- _Task prompt_: Reproduce the material from its first line through the line containing "[0,263,450,301]", including both, and nothing else.

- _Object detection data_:
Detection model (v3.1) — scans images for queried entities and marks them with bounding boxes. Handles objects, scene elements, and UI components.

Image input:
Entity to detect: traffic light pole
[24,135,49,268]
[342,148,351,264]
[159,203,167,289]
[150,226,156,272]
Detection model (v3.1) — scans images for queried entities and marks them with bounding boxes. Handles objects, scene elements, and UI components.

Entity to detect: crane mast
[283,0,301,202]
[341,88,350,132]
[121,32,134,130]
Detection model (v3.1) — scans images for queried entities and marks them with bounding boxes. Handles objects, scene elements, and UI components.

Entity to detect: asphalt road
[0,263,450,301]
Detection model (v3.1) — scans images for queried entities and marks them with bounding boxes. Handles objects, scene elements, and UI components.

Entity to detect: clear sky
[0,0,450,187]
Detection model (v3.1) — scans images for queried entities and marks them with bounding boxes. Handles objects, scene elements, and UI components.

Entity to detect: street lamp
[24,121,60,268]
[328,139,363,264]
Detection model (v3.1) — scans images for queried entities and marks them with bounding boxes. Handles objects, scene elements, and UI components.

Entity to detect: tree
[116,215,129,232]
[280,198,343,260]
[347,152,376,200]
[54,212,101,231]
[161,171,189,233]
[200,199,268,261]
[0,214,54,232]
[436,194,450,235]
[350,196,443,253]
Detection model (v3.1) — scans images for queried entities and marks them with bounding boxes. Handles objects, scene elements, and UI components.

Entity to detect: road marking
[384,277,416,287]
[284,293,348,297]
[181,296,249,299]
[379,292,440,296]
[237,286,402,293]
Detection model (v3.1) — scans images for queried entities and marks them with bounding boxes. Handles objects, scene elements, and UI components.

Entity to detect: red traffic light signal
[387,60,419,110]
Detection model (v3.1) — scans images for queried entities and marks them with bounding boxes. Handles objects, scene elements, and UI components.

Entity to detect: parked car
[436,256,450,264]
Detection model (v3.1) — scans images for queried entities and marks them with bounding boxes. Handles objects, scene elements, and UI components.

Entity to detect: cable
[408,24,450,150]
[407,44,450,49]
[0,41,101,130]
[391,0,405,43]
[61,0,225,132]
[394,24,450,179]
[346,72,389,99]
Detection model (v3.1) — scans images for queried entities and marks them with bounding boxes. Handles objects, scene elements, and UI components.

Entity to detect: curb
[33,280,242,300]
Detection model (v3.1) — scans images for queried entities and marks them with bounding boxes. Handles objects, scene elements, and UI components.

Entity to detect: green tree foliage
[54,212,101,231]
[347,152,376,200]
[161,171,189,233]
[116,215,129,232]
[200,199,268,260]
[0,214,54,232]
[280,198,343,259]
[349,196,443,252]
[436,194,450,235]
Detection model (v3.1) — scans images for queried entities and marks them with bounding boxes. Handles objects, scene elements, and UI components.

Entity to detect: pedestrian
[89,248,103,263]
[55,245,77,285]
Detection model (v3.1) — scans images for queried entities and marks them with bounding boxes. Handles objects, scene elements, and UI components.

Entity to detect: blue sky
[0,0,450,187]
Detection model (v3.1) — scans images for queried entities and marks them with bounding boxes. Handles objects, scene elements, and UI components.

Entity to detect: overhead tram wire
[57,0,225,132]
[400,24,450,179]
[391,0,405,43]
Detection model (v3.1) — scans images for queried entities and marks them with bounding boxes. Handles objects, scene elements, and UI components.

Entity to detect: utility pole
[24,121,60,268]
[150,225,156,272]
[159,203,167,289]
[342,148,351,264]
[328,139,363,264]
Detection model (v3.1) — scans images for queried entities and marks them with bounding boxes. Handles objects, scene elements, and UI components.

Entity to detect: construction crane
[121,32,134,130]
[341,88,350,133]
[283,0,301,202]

- _Response below_:
Detection model (v3.1) — scans images for queried entities and marks them with bounding boxes. Handles objects, scene elements, and UI components.

Image input:
Entity to detect: traffic light pole
[24,135,49,268]
[342,148,351,264]
[159,203,167,289]
[150,226,156,272]
Detection model (v3.1) — scans images for queried entities and marks them with bounding boxes. Handles objects, scene elements, and UI components.

Entity to detect: crane mast
[283,0,301,202]
[341,88,350,132]
[121,32,134,130]
Detection model (v3.1) — scans images for queried entities and marks them with bounding boxes. Handles objects, scene elements, and UI components.

Entity to detect: asphalt road
[0,263,450,301]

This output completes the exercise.